So this week we are heading for a constitutional crisis over devolution which could easily escalate if Theresa May isn’t careful. And she isn’t.
Admittedly, fertiliser composition and food hygiene may seem unusual triggers for indyref2. But just as Al Capone was finally convicted for tax evasion, so the tone deaf Tory government could yet be hoist on its own petard, creating more united opposition in Scotland to its neurotic power grab than its woefully inept handling of Brexit. Constitutional break-ups are often sparked into life by relatively small things.
Take Norway. Its unilateral declaration of independence from Sweden in 1905 was triggered by the supremely unimportant sounding issue of consular representation. In 1814, when Norway was given its own parliament, Sweden retained control over foreign affairs and defence. This irked Norwegians whose massive shipping industry was the fourth largest by tonnage in the world, so after 90 years of recurring disputes, Norway demanded sole responsibility for consular representation at foreign ports of call. Sweden remained adamantly opposed. Norway’s parliament followed with a declaration of independence. Hostilities were averted by a referendum in August 1905 in which 368,208 Norwegian men voted to end the union, while only 184 voted against – women didn’t have the right to vote.
Now I’m not saying Scotland is Norway. For one thing there is not unanimity on the case for independence here, just as Scotland has not had Norway’s long history of truly powerful self-government since 1814. But no-one guessed an issue like consular representation could possibly spark the break-up of a 90-year-old Union of Crowns before politicians tumbled deeper and deeper into the impasse.
Some big questions arise.

Given records >>

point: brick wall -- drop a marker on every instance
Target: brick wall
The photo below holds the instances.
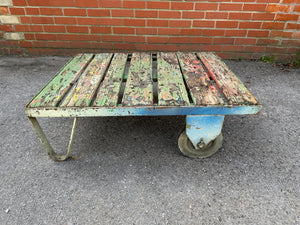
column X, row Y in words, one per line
column 232, row 28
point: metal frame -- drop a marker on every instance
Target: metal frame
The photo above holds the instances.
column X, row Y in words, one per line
column 40, row 133
column 202, row 130
column 141, row 111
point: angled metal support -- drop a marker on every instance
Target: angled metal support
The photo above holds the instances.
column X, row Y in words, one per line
column 202, row 130
column 40, row 133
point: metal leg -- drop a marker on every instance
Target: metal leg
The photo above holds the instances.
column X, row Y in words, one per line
column 202, row 130
column 38, row 130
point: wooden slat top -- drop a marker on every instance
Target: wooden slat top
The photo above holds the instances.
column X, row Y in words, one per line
column 142, row 80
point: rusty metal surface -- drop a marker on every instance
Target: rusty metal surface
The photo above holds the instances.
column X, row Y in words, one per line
column 234, row 90
column 109, row 92
column 90, row 85
column 203, row 92
column 138, row 90
column 83, row 91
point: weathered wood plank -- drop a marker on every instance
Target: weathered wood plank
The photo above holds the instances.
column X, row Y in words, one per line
column 110, row 88
column 171, row 88
column 85, row 88
column 233, row 89
column 138, row 89
column 203, row 92
column 56, row 89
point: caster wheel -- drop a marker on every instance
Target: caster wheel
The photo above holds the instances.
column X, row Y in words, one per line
column 186, row 147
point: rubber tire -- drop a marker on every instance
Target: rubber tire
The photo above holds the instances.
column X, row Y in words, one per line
column 186, row 147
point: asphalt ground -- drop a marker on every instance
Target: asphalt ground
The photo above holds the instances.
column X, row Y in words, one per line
column 130, row 170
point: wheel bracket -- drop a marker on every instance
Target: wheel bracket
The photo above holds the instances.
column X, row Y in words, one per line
column 40, row 133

What to do >>
**a.** According to the article, how many Norwegian men voted to end the union with Sweden in the August 1905 referendum?
**b.** Return the part of the article from "Now I’m not" up to and including "big questions arise.", copied word for word.

Numbered responses >>
**a.** 368,208

**b.**
Now I’m not saying Scotland is Norway. For one thing there is not unanimity on the case for independence here, just as Scotland has not had Norway’s long history of truly powerful self-government since 1814. But no-one guessed an issue like consular representation could possibly spark the break-up of a 90-year-old Union of Crowns before politicians tumbled deeper and deeper into the impasse.
Some big questions arise.